FRAGMENTO DE PÁGINA
::::::
Comparto con todos menos con bocha. Hasta ahora, aunque mis viajes en avión son pocos, no he visto hombres como auxiliares de vuelo y espero que no lo hagan. Mi mente me dice que un auxiliar de vuelo es algo así como un copiloto. ¿Será que Bocha tiene razón?. (Se me está pegando la anarquía de Vampiro milenario)


----------



## piraña utria

emm1366 said:


> Comparto con todos menos con bocha. Hasta ahora, aunque mis viajes en avión son pocos, no he visto hombres como auxiliares de vuelo y espero que no lo hagan. Mi mente me dice que un auxiliar de vuelo es algo así como un copiloto. ¿Será que Bocha tiene razón?. (Se me está pegando la anarquía de Vampiro milenario)


 
Hola paisano, tiempo sin verte por acá:

"Auxiliar de vuelo" es como denominan algunas normas internas en nuestro país a este oficio (te debo si lo contemplan convenios internacionales) así como ellos mismos, que es fundamental: el sindicato que agrupa a la mayoría de estas personas se llama precisamente ACDAV, "Asociación Colombiana de Auxiliares de Vuelo".

Saludos,


----------



## Xiroi

emm1366 said:


> no he visto hombres como auxiliares de vuelo y espero que no lo hagan.


Me quedo sin palabraas.

En este continente, y también en otros, un hombre ejerciendo la profesión de auxiliar de vuelo, ya sea como mero auxiliar o como sobrecargo/jefe de cabina (o con los diferentes nombres que les den en cada país) es una ocupación dignísima independientemente del sexo de la persona que la desempeñe.


----------



## KHALIFAH

Hola todos

La mejor traducción posible para _steward_ es *camarero;* y debería ser la palabra a utilizar si uno es Hispanohablante, ya que corresponde al oficio del personal auxiliar destinado a la atención al pasajero, tanto en viajes aéreos como en cruceros marítimos; incluso en los bares, restaurantes y hoteles en tierra. No tiene nada que ver con la labor de auxiliar de vuelo. 

Tripulante es una expresión general para referirse a todas las personas que van en una nave y que no son pasajeros.

ahora sí............good bye!


----------



## Xiroi

KHALIFAH said:


> Hola todos
> 
> La mejor traducción posible para _steward_ es *camarero;* y debería ser la palabra a utilizar si uno es Hispanohablante, ya que corresponde al oficio del personal auxiliar destinado a la atención al pasajero, tanto en viajes aéreos como en cruceros marítimos; incluso en los bares, restaurantes y hoteles en tierra. No tiene nada que ver con la labor de auxiliar de vuelo.
> 
> Tripulante es una expresión general para referirse a todas las personas que van en una nave y que no son pasajeros.
::::::
(Registros de una fuente de datos)
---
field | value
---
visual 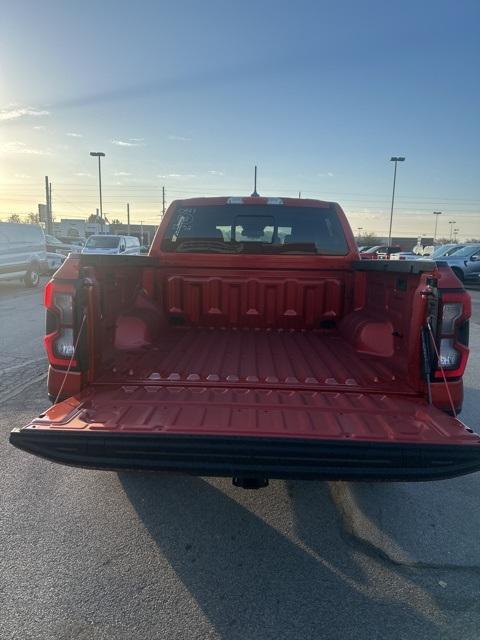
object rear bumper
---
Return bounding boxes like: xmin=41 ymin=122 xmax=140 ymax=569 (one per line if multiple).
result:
xmin=10 ymin=429 xmax=480 ymax=481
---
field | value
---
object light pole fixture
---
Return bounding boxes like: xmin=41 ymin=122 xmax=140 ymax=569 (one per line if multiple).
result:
xmin=388 ymin=156 xmax=405 ymax=247
xmin=90 ymin=151 xmax=105 ymax=231
xmin=433 ymin=211 xmax=442 ymax=244
xmin=448 ymin=220 xmax=457 ymax=242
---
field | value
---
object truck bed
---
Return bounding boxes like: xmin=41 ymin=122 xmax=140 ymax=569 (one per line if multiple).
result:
xmin=98 ymin=328 xmax=411 ymax=393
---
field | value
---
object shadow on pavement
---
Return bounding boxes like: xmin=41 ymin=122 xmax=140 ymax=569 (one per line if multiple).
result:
xmin=119 ymin=473 xmax=443 ymax=640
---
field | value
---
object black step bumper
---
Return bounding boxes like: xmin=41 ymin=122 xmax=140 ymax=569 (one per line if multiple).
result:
xmin=10 ymin=429 xmax=480 ymax=481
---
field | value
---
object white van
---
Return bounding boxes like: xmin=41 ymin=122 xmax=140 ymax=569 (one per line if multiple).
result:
xmin=82 ymin=234 xmax=140 ymax=256
xmin=0 ymin=222 xmax=47 ymax=287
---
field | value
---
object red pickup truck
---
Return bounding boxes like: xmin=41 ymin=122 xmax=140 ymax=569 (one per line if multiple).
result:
xmin=10 ymin=197 xmax=480 ymax=488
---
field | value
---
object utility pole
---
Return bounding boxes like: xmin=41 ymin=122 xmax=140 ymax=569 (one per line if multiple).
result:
xmin=433 ymin=211 xmax=442 ymax=244
xmin=250 ymin=165 xmax=259 ymax=198
xmin=448 ymin=220 xmax=457 ymax=242
xmin=45 ymin=176 xmax=52 ymax=233
xmin=48 ymin=182 xmax=53 ymax=235
xmin=90 ymin=151 xmax=105 ymax=232
xmin=388 ymin=156 xmax=405 ymax=247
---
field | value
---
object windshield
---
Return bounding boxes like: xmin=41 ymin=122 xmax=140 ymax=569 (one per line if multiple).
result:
xmin=453 ymin=244 xmax=480 ymax=258
xmin=363 ymin=244 xmax=385 ymax=253
xmin=162 ymin=204 xmax=348 ymax=255
xmin=85 ymin=236 xmax=120 ymax=249
xmin=45 ymin=235 xmax=62 ymax=244
xmin=430 ymin=244 xmax=464 ymax=258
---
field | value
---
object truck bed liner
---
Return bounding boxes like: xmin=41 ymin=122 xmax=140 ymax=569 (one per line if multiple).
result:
xmin=10 ymin=385 xmax=480 ymax=480
xmin=99 ymin=328 xmax=411 ymax=393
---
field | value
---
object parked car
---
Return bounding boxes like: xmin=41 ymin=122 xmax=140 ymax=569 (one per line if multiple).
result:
xmin=45 ymin=251 xmax=66 ymax=275
xmin=0 ymin=222 xmax=47 ymax=287
xmin=428 ymin=244 xmax=465 ymax=260
xmin=45 ymin=233 xmax=78 ymax=256
xmin=57 ymin=236 xmax=85 ymax=252
xmin=82 ymin=234 xmax=140 ymax=255
xmin=390 ymin=251 xmax=423 ymax=260
xmin=360 ymin=244 xmax=402 ymax=260
xmin=441 ymin=244 xmax=480 ymax=284
xmin=10 ymin=197 xmax=480 ymax=488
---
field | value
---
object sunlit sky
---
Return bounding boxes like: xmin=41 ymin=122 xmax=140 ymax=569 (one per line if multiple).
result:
xmin=0 ymin=0 xmax=480 ymax=238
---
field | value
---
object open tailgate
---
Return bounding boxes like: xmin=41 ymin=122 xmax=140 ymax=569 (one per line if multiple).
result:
xmin=10 ymin=384 xmax=480 ymax=480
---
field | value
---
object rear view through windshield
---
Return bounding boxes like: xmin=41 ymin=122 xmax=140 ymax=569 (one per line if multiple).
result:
xmin=85 ymin=236 xmax=120 ymax=249
xmin=162 ymin=204 xmax=348 ymax=255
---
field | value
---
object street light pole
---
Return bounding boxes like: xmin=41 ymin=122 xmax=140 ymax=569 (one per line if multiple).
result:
xmin=448 ymin=220 xmax=457 ymax=242
xmin=90 ymin=151 xmax=105 ymax=231
xmin=388 ymin=156 xmax=405 ymax=247
xmin=433 ymin=211 xmax=442 ymax=244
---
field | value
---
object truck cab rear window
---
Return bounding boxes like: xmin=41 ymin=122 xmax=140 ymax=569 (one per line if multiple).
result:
xmin=162 ymin=204 xmax=348 ymax=255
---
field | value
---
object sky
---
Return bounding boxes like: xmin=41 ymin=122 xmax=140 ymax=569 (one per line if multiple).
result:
xmin=0 ymin=0 xmax=480 ymax=239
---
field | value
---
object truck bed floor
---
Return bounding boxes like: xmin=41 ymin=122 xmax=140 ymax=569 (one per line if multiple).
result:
xmin=98 ymin=328 xmax=409 ymax=393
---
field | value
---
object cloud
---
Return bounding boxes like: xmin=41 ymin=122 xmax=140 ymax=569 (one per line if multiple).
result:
xmin=112 ymin=138 xmax=145 ymax=147
xmin=0 ymin=106 xmax=50 ymax=120
xmin=163 ymin=173 xmax=197 ymax=178
xmin=0 ymin=140 xmax=52 ymax=156
xmin=168 ymin=136 xmax=191 ymax=142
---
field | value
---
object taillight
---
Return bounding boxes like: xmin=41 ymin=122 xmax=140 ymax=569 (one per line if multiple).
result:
xmin=45 ymin=280 xmax=77 ymax=367
xmin=434 ymin=292 xmax=471 ymax=379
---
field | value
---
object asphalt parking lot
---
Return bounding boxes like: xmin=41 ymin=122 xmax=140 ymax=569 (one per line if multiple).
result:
xmin=0 ymin=283 xmax=480 ymax=640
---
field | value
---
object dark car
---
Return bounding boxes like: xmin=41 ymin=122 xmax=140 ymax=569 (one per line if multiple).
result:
xmin=45 ymin=233 xmax=78 ymax=256
xmin=0 ymin=222 xmax=47 ymax=287
xmin=360 ymin=244 xmax=402 ymax=260
xmin=440 ymin=244 xmax=480 ymax=283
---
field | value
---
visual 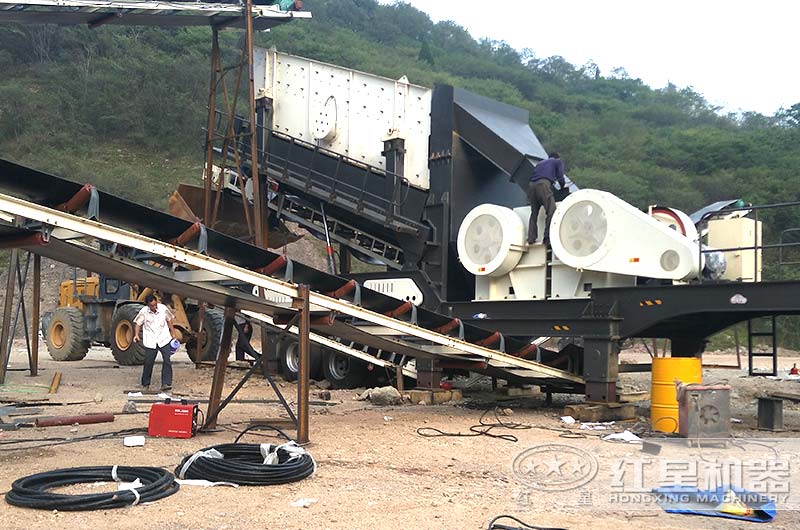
::::::
INSTRUCCIÓN ESCRITA
Por favor, escribe la continuación del hilo del foro sobre el término «auxiliar de vuelo», empezando justo después del último mensaje que aparece.

RESULTADO DEL EJERCICIO
Querrás decir hispanohablante (en minúscula) de los países donde se use camarero en ese sentido. Aquí un camarero sirve bebidas y alimentos en establecimientos públicos: bares, restaurantes, discotecas.

Llamar camarero/a a una persona que habla varios idiomas, que ha realizado y regularmente sigue realizando una formación que incluye primeros auxilios, procedimentos de emergencias y que te sabe sacar de un avión en llamas como si su única capacidad fuera servir refrescos es verdadero un insulto.

Estoy de acuerdo con la última parte, por eso al personal auxiliar ahora se le llama "tripulante de cabina de pasajero", para diferenciarles de los pilotos que van en la cabina de mando, pero tripulantes son todos.


----------



## KHALIFAH

Xiroi said:


> En España un/a sobrecargo, hombre o mujer, es el/la jefe de cabina, la persona responsable de la tripulación auxiliar. El nombre oficial en España es TCP (tripulante de cabina de pasajeros) y azafata de vuelo es un nombre antiguo, que se sustituyó por auxiliar de vuelo hace años, a partir de la incorporación de los hombres en ese sector, pero ambos términos se usan más o menos frecuentemente, sobre todo entre las personas ajenas a la aviación comercial. *Azafato suena despectivo* pero auxiliar es aceptable para ambos sexos.
> 
> *Aeromoza desde luego no lo usamos y aquí suena de lo más cómico*, algo así como una recia campesina con algún tipo de alas o de motor a reacción a lo Rocketman.


 
De acuerdo!,  estas expresiones, de lo mismo anacrónicas y fuera de lugar, harían reir.


----------



## KHALIFAH

Xiroi said:


> *Querrás decir hispanohablante (en minúscula) de los países donde se use camarero en ese sentido*. Aquí un camarero sirve bebidas y alimentos en establecimientos públicos: bares, restaurantes, discotecas.
> 
> Llamar camarero/a a una persona que habla varios idiomas, que ha realizado y regularmente sigue realizando una formación que incluye primeros auxilios, procedimentos de emergencias y que te sabe sacar de un avión en llamas como si su única capacidad fuera servir refrescos *es verdadero un insulto*.
> 
> Estoy de acuerdo con la última parte, por eso al personal auxiliar ahora se le llama "tripulante de cabina de pasajero", para diferenciarles de los pilotos que van en la cabina de mando, pero tripulantes son todos.


 
Como dijo el carnicero: mi señora, vamos por partes:--)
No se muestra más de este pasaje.